I don’t know whether Pelosi is correct (and I actually hope that we do get out of Syria, though perhaps congressional oversight can force Trump to do this in a way that doesn’t result in genocide for our longtime Kurdish allies).
But I know that when Trump ordered a guy who was still on Turkey’s payroll to initiate the negotiations that resulted in yesterday’s announcement, then tried to sustain lies those negotiations, he effectively ceded a lot of control over how negotiations would proceed to the countries that shared his and Flynn’s secrets.
And, of course, Trump’s Treasury Department also announced yesterday that it was reversing sanctions on Oleg Deripaska’s company (though not Deripaska himself, and restrictions on his ownership are quite significant).
Update: Corrected date of call with Erdogan. See this story for significance of that call.

## Record excerpts
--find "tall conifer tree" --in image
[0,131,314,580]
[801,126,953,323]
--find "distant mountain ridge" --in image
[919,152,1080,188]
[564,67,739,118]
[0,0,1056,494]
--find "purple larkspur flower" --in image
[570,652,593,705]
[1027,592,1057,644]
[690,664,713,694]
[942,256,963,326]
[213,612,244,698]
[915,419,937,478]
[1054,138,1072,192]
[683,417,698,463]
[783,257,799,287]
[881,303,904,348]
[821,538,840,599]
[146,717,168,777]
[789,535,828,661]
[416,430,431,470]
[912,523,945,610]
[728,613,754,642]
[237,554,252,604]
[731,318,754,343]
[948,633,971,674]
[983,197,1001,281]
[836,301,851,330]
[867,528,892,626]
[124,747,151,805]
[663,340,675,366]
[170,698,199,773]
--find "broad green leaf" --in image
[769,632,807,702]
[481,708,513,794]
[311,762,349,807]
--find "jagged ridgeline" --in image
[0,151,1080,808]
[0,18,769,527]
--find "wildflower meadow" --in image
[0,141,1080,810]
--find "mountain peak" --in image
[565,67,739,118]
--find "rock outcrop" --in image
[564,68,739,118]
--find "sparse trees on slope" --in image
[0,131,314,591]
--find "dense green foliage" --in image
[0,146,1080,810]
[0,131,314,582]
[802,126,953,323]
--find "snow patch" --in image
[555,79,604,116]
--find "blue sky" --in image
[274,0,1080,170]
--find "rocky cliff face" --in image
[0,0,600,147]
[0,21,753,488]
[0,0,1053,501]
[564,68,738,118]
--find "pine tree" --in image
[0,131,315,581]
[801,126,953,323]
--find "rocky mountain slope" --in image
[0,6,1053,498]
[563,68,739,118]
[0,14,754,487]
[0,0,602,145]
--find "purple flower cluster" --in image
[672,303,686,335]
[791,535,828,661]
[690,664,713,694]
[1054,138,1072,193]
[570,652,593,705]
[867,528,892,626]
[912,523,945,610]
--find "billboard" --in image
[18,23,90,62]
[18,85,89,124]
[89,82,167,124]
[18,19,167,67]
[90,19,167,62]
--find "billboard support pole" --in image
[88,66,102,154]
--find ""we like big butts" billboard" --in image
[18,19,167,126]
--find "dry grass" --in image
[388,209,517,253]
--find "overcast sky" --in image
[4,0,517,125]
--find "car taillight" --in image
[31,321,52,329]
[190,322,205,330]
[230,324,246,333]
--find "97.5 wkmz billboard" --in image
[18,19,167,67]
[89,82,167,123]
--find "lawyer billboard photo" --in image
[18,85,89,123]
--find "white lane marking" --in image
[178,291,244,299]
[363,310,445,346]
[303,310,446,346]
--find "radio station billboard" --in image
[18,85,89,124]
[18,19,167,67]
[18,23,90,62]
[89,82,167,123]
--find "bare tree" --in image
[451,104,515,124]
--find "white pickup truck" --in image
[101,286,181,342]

## Problem requirements
Pick up the commentary on Trump's Syria pullout and Flynn's ties to Turkey right after its final update note, and write what comes next.

## Result of this exercise
Timeline
November 8, 2016: “Flynn’s” Fethullah Gulen op-ed
November 18: Elijah Cummings writes Mike Pence with concerns about conflicts in Flynn’s lobbying business
November 30: NSD contacts Flynn about registering under FARA
December 1: Flynn ends contract with Inovo
Mid-December: Reported meeting at 21 Club in NYC to discuss rendering Fethullah Gulen
December 29: Flynn discusses attending Syrian peace talks hosted by Turkey and Russia with Sergei Kislyak
January 10: Flynn asks Susan Rice to hold off on assault on Raqqa
January 11, 2017: Flynn tells DOJ he’ll “probably” be registering under FARA
January 12: David Ignatius column makes it clear FBI had intercepted Sergei Kislyak conversation discussing peace process
January 13: Based in part on White House cover story for Flynn-Kislyak call, WaPo reports discussions about participation in Astana conference
After inauguration: Flynn tells Trump Administration he will definitely register
January 21: State Department announces US Ambassador to Kazakhstan, not Flynn, will attend Russian-Turkish peace talks
January 23: Astana conference starts
January 24: Flynn interviews with FBI, and explains away the December 29 call, in part, by saying they discussed an observer to Astana
January 27: Trump tells Comey he questions Flynn’s judgment because he took six days to return a call to Vladimir Putin (he references a Putin call, the first call of congratulations from a foreign leader, but it’s not clear whether it came on January 22, 23, or 24)
January 28: Conference call with Vladimir Putin allegedly discussed on December 29
March 7: Flynn submits FARA filing that still hides true relationship with government of Turkey
December 1: Flynn pleads guilty, in part, to lying in that FARA filing
December 18, 2018: Flynn sentencing hearing
As I disclosed in July, I provided information to the FBI on issues related to the Mueller investigation, so I’m going to include disclosure statements on Mueller investigation posts from here on out. I will include the disclosure whether or not the stuff I shared with the FBI pertains to the subject of the post.
wow, nice work
I’m wondering what Saudi Arabia has to do with this, although I think I know
Do tell. It would be irresponsible not to speculate.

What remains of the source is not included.